WRITTEN INSTRUCTION:
Update the lines below, changing each "in this photo" to "in this image" and keeping everything else the same. Leave the pictures out of your answer.

A block of data:
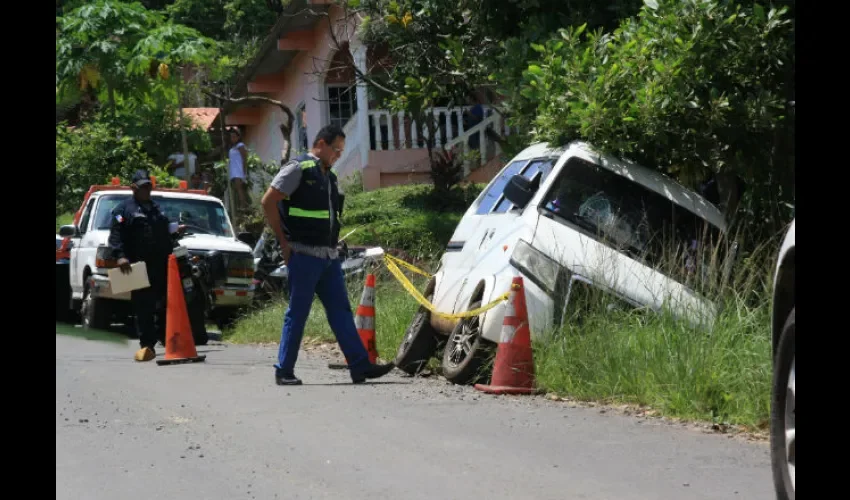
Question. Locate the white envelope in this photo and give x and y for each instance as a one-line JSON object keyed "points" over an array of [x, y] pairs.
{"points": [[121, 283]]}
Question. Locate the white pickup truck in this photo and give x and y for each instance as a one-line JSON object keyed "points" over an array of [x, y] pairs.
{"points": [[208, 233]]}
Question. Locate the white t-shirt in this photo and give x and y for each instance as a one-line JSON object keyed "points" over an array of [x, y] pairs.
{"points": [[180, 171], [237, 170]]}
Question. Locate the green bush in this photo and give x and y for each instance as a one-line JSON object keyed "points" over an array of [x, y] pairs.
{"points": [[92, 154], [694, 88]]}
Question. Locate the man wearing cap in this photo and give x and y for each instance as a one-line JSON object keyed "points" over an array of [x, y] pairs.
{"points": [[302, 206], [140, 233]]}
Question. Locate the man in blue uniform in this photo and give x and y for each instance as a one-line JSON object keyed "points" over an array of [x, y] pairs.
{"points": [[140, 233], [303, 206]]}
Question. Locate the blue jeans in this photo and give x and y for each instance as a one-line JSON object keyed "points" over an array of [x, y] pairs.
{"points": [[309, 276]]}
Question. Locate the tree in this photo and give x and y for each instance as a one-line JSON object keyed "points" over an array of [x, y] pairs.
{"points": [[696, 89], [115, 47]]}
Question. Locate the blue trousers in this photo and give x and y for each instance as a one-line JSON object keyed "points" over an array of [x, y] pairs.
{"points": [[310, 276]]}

THE RESPONSE:
Question. Locate the white envelope in this image and give x and y for each instance as a one-line JSON object keyed "points" over an array of [x, y] pairs.
{"points": [[121, 283]]}
Question. Locate the white pickup truck in this image and give x and y for each instance as a one-line JSON object keyed "points" over an array of [x, y] pairs.
{"points": [[208, 233]]}
Question. Locate the white t-shirt in this image and give x and y for each instance as a one-line JSON object keyed "points" over an array of [x, y] pairs.
{"points": [[180, 171], [237, 170]]}
Question. Locate the green bush in this image and give x and y for each instance as a one-line JSON object keyed "points" over an array of [x, y] pairs.
{"points": [[92, 154], [694, 88]]}
Question. Locate the man wearing cap in this image and give x and y for each instance as a one-line JSON object keyed "points" over an array of [x, y] pairs.
{"points": [[302, 206], [140, 233]]}
Question. Locate the man in blue uniform in this image and give x and y for each instance as a one-line JSON object keyed "points" over an array of [x, y] pairs.
{"points": [[140, 233], [303, 206]]}
Question. Locate the blue jeans in this image and give x and y for each instance as a one-line JSON object keyed "points" over an array of [x, y] pairs.
{"points": [[309, 276]]}
Question. Locate the tree in this image and give x and y for each instance as a one-line JSON object keyed "points" over an array of [x, y] pairs.
{"points": [[696, 89], [115, 47]]}
Question. Locate the blue trousers in this image and give x and y for each instance as a one-line JSON object keyed "points" over an array of [x, y] pairs.
{"points": [[310, 276]]}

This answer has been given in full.